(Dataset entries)
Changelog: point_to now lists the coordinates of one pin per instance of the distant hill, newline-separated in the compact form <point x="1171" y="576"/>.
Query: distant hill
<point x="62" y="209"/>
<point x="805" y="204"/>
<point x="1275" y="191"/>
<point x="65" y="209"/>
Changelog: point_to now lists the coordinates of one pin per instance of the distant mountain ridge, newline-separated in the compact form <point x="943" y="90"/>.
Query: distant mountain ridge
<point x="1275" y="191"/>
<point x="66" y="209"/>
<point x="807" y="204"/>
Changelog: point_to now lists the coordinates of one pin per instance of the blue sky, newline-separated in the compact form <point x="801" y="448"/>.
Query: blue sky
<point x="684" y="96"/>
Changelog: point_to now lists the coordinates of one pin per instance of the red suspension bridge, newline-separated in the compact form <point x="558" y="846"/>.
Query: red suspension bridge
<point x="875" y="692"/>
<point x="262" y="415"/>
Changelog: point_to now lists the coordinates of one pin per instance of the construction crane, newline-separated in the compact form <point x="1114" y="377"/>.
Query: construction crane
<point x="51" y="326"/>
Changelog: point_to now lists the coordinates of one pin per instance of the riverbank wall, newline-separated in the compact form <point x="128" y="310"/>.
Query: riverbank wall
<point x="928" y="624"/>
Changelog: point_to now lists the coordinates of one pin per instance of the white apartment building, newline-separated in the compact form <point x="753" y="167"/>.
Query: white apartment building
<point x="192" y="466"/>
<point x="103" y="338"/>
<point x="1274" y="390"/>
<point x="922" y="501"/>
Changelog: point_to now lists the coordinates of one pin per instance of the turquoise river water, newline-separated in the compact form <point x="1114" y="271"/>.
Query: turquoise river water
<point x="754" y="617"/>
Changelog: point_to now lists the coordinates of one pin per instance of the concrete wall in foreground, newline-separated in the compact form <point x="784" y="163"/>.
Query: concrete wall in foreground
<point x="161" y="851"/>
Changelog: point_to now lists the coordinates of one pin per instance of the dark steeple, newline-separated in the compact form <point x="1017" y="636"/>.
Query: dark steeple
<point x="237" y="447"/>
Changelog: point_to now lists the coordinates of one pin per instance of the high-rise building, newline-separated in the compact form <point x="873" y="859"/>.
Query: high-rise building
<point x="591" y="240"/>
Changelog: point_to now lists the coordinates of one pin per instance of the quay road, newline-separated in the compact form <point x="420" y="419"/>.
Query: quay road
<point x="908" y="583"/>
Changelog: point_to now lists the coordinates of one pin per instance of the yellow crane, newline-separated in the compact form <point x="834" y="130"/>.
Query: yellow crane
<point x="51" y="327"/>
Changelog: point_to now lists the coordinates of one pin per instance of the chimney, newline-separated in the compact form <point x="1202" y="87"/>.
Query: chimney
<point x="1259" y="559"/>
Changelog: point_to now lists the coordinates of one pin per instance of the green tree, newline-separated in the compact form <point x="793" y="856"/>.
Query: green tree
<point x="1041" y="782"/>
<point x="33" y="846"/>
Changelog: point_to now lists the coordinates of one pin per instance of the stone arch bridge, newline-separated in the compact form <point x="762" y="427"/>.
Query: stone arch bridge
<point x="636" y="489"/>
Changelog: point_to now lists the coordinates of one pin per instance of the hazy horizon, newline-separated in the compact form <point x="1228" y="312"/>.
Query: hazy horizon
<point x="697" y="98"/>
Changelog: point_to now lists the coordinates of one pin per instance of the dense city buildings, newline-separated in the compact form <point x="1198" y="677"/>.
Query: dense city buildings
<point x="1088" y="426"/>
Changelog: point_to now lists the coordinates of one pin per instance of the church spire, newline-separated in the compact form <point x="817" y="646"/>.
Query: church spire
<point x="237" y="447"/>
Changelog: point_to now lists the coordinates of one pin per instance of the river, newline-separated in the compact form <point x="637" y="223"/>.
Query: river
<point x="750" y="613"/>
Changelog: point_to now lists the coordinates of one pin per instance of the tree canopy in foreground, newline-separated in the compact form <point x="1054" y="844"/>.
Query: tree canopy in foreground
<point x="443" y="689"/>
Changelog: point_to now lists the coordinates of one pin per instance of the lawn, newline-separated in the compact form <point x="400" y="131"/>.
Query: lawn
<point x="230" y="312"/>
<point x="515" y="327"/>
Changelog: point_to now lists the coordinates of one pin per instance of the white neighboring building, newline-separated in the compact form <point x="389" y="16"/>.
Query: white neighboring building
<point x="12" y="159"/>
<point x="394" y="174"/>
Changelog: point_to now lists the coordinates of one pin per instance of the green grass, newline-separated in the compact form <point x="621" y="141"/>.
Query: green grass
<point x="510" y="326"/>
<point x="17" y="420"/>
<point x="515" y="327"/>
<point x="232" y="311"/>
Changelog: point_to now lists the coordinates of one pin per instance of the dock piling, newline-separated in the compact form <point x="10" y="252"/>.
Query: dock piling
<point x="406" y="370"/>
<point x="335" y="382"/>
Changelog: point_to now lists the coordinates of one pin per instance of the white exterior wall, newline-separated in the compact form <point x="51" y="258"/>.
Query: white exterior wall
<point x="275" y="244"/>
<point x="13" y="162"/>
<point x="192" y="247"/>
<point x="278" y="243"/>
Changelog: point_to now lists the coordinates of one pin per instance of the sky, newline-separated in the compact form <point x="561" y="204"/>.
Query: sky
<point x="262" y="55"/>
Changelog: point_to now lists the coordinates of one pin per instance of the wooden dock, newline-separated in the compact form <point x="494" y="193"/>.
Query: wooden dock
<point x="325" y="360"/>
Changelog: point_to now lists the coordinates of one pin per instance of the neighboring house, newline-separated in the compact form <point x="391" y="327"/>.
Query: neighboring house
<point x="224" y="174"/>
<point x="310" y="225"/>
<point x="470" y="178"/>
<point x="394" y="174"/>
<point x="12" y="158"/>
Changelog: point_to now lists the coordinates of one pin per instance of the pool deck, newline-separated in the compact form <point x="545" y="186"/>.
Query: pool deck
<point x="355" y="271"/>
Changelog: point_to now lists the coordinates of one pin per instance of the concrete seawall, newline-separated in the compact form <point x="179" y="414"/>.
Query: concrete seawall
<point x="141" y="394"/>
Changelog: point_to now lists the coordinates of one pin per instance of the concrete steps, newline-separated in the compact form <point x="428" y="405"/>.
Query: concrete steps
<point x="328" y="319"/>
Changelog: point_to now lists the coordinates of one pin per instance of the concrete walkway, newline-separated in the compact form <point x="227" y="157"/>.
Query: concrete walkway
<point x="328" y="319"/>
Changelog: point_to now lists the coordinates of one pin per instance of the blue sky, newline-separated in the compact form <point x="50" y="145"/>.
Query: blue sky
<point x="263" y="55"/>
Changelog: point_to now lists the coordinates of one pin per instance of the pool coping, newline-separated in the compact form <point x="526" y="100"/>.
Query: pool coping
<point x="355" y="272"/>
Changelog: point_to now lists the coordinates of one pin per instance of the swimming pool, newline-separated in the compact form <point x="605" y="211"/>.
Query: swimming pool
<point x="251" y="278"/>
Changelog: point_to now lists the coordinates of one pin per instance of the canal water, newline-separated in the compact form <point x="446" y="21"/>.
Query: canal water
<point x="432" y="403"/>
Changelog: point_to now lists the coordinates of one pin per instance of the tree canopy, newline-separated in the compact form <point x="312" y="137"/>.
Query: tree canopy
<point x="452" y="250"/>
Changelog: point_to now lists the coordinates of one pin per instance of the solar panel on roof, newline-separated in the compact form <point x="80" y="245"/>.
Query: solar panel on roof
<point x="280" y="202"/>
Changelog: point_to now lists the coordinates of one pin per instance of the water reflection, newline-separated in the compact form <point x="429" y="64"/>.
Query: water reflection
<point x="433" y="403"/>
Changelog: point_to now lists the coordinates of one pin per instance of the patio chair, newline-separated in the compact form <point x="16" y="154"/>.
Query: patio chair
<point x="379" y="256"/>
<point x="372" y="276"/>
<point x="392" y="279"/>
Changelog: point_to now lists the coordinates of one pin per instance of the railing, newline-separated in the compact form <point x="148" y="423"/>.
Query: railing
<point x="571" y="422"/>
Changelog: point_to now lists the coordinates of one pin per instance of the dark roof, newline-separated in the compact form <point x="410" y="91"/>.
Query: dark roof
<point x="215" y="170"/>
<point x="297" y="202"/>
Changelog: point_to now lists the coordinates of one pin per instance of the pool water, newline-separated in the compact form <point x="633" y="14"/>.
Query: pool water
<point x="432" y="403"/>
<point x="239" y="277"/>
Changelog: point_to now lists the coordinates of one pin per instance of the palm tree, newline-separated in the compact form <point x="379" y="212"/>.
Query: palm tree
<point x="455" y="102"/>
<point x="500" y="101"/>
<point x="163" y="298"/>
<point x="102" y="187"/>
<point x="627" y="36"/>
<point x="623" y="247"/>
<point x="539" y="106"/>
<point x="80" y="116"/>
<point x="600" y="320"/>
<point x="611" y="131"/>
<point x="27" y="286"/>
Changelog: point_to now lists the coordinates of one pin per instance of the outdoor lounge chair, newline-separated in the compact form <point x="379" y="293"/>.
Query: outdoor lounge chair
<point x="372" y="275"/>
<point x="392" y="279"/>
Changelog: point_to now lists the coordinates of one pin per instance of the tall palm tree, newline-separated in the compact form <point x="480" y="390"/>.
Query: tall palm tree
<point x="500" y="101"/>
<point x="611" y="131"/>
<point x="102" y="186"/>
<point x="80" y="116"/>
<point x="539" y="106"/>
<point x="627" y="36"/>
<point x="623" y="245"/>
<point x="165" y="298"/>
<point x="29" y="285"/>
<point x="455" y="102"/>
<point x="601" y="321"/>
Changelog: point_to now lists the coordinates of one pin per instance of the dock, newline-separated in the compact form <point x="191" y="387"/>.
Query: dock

▶ What you are asked to do
Beginning at the line where "of the patio" appears, extract each line through the end of the data above; keep them exact and include nothing else.

▶ Response to the task
Changelog: point_to now lists the coordinates of one pin per instance of the patio chair, newline-separated in the compact form <point x="16" y="154"/>.
Query: patio chair
<point x="379" y="256"/>
<point x="372" y="276"/>
<point x="392" y="279"/>
Changelog: point_to now lists the coordinates of one pin per instance of the railing, newline-separated in the compact form <point x="148" y="423"/>.
Query: railing
<point x="571" y="422"/>
Changelog: point_to now lists the coordinates of one pin per instance of the dark roof, newline-separated in the compact form <point x="410" y="91"/>.
Query: dark roof
<point x="215" y="170"/>
<point x="297" y="202"/>
Changelog: point_to now lists the coordinates of one pin per instance of the pool water, newline-separated in the compact form <point x="633" y="14"/>.
Query: pool water
<point x="432" y="403"/>
<point x="239" y="277"/>
Changelog: point_to now lists the coordinates of one pin per instance of the palm tree, newline-separated in the compact form <point x="379" y="212"/>.
Query: palm tree
<point x="455" y="102"/>
<point x="500" y="101"/>
<point x="163" y="298"/>
<point x="102" y="187"/>
<point x="627" y="36"/>
<point x="623" y="247"/>
<point x="539" y="106"/>
<point x="80" y="116"/>
<point x="600" y="320"/>
<point x="611" y="131"/>
<point x="27" y="286"/>
Changelog: point_to now lists the coordinates of one pin per instance of the outdoor lounge chair, newline-separated in the compact form <point x="379" y="293"/>.
Query: outdoor lounge chair
<point x="372" y="275"/>
<point x="392" y="279"/>
Changelog: point_to now lists the coordinates of one pin per instance of the tall palm tree, newline-separated in the compact form <point x="480" y="390"/>.
Query: tall palm tree
<point x="500" y="101"/>
<point x="611" y="131"/>
<point x="102" y="186"/>
<point x="80" y="116"/>
<point x="539" y="106"/>
<point x="627" y="36"/>
<point x="623" y="245"/>
<point x="165" y="298"/>
<point x="29" y="285"/>
<point x="455" y="102"/>
<point x="601" y="321"/>
Changelog: point_to now lists the coordinates of one pin per instance of the dock, newline-separated in the compact form <point x="191" y="387"/>.
Query: dock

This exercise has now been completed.